## DATA TO PROCESS
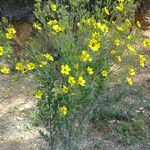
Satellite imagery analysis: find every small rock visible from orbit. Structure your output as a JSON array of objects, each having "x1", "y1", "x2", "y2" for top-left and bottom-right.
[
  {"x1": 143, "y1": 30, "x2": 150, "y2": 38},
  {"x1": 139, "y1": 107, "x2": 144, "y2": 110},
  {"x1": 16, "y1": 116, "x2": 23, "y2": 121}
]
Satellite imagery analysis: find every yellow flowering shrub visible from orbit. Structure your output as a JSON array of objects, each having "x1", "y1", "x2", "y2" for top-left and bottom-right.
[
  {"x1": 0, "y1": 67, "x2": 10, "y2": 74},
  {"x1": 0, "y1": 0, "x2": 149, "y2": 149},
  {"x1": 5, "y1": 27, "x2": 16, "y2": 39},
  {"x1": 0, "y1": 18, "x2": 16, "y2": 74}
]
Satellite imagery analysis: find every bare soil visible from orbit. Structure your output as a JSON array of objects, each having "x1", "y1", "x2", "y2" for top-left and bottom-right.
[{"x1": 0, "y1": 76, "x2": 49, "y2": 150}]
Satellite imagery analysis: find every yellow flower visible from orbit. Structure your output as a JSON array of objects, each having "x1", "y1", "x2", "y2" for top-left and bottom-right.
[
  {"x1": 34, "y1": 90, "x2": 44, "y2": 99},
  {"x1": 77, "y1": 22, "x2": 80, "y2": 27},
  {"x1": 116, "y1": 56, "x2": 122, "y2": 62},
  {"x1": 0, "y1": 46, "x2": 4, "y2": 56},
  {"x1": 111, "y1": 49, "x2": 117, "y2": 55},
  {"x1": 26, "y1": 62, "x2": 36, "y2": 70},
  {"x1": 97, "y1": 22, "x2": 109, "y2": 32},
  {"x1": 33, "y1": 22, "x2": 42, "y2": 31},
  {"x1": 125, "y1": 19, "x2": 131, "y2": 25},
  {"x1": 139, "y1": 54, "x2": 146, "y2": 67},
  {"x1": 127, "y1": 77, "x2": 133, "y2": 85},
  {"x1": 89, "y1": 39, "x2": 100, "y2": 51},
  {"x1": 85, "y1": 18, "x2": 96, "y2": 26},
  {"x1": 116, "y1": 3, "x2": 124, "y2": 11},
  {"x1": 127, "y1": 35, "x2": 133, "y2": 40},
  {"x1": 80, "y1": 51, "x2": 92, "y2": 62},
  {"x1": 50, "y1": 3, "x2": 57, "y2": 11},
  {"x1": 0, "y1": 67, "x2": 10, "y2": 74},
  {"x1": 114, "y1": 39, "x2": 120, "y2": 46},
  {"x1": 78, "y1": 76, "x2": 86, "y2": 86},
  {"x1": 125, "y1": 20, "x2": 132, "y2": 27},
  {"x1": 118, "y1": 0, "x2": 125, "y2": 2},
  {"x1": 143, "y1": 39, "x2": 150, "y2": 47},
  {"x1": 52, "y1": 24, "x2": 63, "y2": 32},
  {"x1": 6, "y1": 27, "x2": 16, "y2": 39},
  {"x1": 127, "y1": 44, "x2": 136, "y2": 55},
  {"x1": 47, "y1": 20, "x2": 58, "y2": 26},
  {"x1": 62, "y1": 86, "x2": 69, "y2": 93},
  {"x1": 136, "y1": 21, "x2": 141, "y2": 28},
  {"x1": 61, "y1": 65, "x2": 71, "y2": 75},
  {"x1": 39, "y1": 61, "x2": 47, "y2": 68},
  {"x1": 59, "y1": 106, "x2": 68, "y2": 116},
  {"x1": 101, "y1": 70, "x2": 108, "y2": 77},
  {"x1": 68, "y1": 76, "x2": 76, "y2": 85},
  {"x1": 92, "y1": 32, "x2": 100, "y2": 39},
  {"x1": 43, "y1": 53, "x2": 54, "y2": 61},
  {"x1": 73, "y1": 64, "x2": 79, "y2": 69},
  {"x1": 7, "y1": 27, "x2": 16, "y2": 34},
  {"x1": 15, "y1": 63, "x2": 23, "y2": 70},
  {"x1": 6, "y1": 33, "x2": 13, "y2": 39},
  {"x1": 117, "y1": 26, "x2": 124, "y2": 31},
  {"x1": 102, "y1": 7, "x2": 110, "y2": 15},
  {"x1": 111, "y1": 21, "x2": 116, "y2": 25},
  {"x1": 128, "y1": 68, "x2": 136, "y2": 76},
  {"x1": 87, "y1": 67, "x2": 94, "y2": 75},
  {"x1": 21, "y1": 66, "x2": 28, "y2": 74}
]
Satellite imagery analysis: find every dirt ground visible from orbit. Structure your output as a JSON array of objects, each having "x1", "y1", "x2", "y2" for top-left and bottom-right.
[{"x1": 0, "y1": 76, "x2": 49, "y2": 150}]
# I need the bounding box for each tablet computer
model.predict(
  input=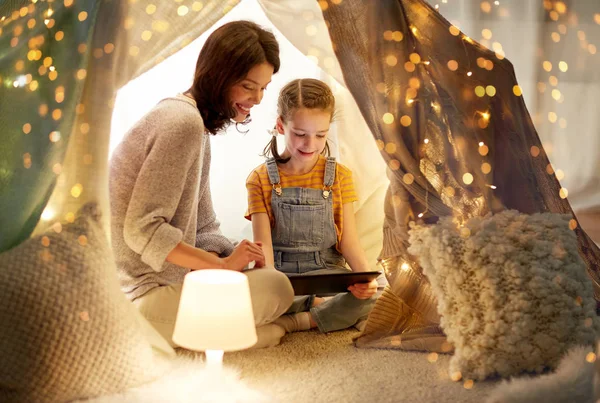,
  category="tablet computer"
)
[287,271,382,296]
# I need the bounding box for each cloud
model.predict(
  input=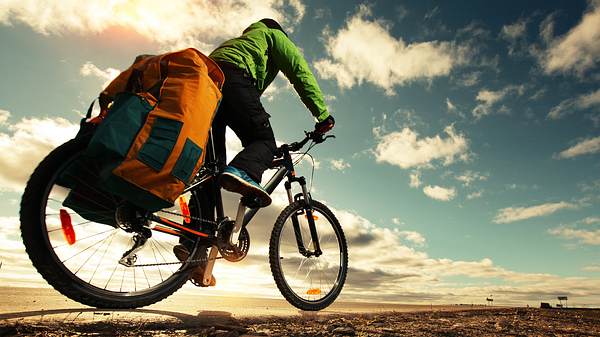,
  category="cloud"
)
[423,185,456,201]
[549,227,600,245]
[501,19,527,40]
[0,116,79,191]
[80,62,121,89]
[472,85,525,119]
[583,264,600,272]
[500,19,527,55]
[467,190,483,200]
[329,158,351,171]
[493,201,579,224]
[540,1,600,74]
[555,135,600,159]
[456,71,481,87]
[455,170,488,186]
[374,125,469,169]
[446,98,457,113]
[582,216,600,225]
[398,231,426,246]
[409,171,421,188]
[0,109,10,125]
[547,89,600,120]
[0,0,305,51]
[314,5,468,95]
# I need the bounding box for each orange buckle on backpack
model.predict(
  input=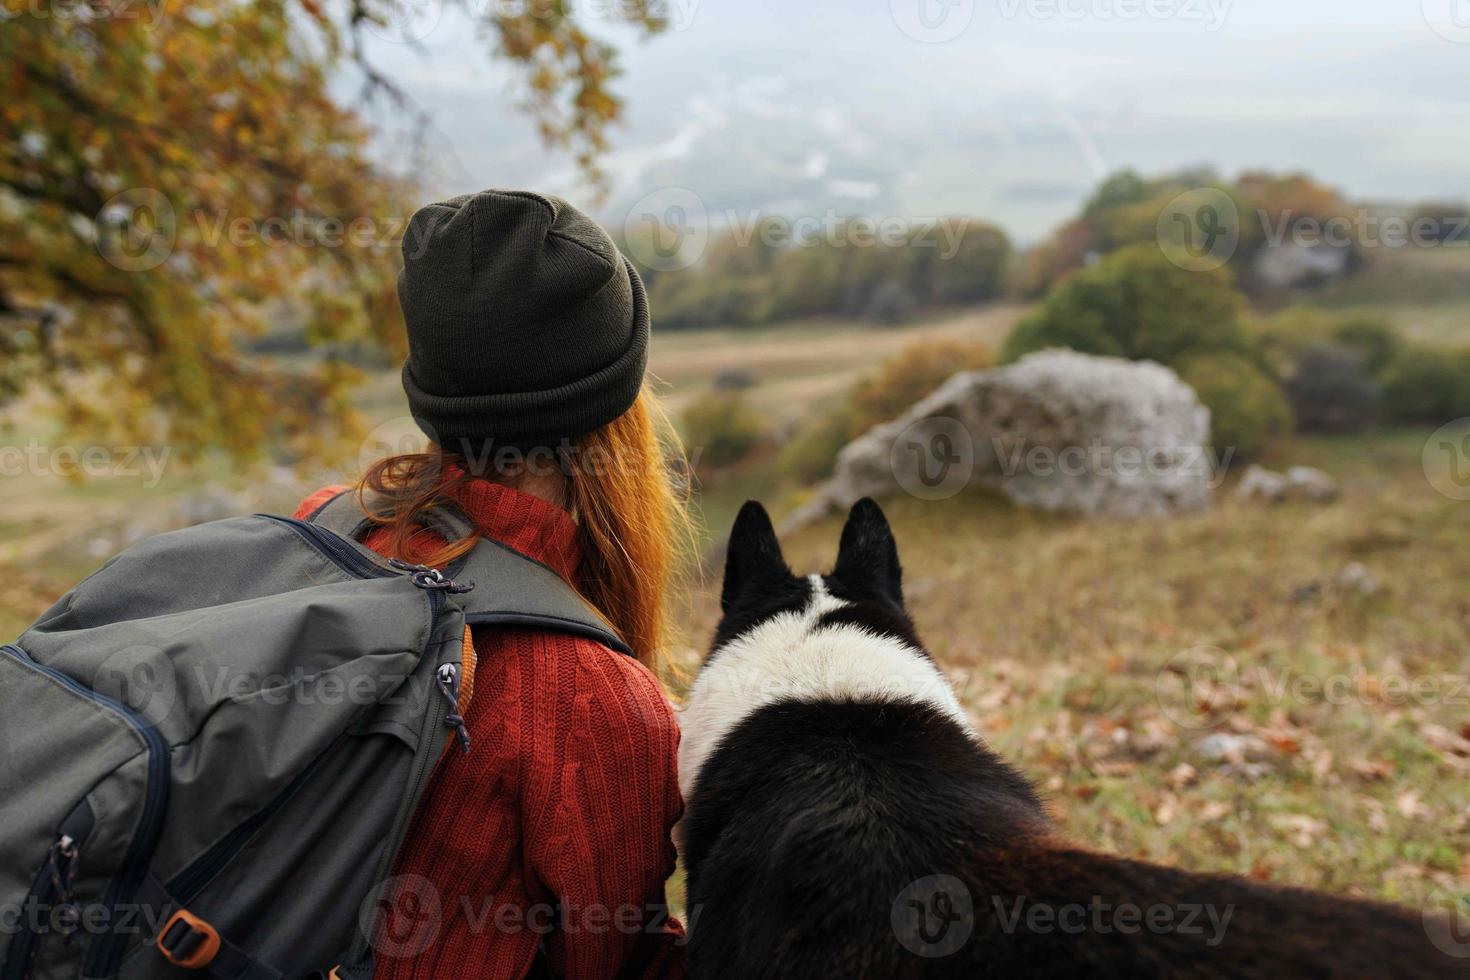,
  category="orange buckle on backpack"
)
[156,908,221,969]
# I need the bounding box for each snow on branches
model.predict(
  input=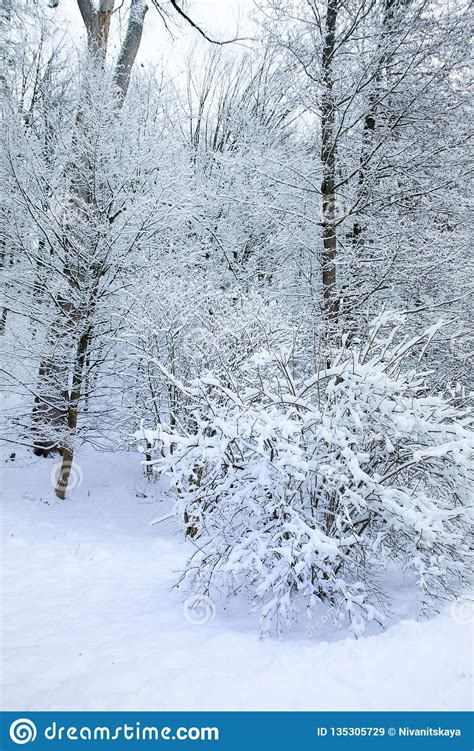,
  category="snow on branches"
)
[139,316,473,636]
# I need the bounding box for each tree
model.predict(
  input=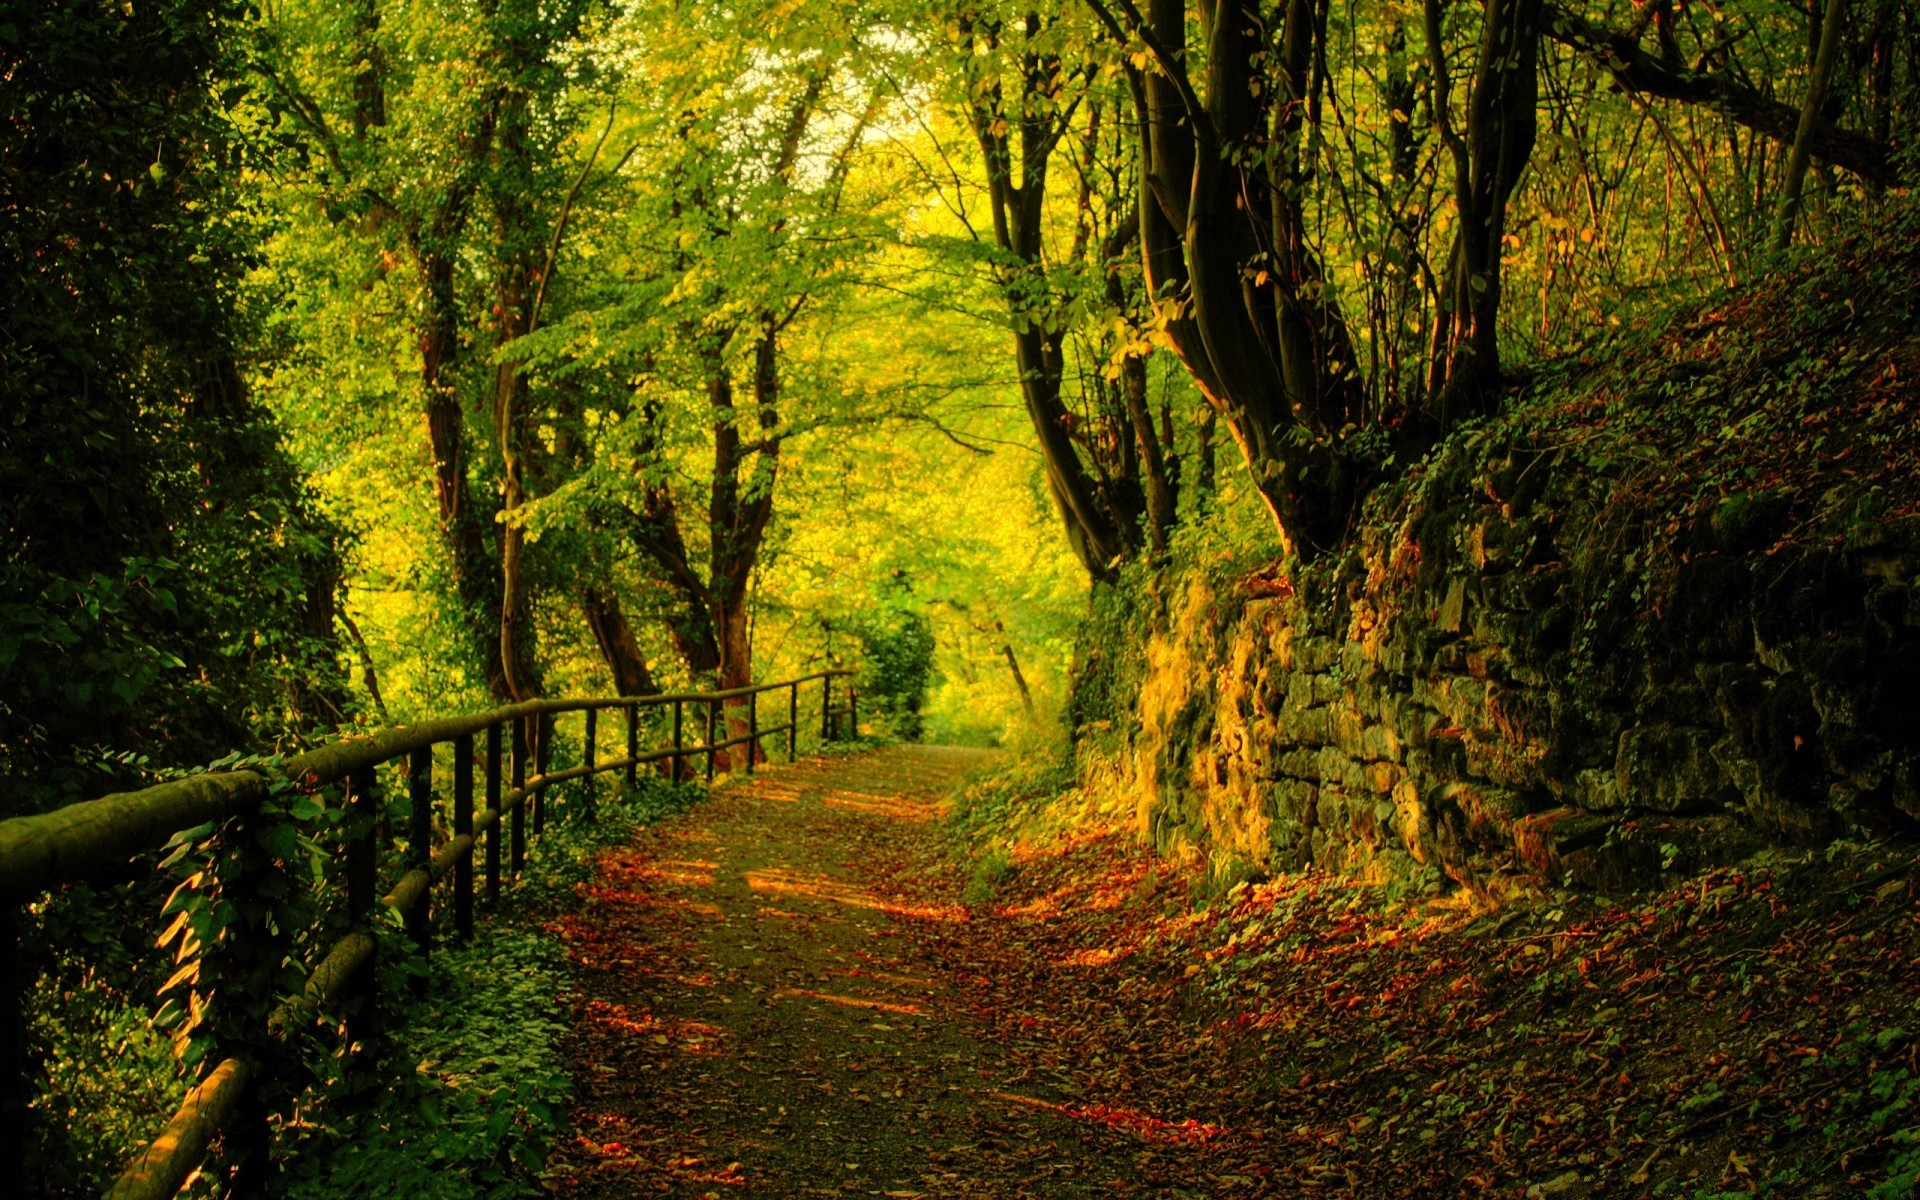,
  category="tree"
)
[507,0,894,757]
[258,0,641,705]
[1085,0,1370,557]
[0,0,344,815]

## TASK DETAILS
Reproduce every line from the listing above that holds the word "computer".

## YOUR RESPONSE
# I need the bounding box for each tablet computer
  category="tablet computer"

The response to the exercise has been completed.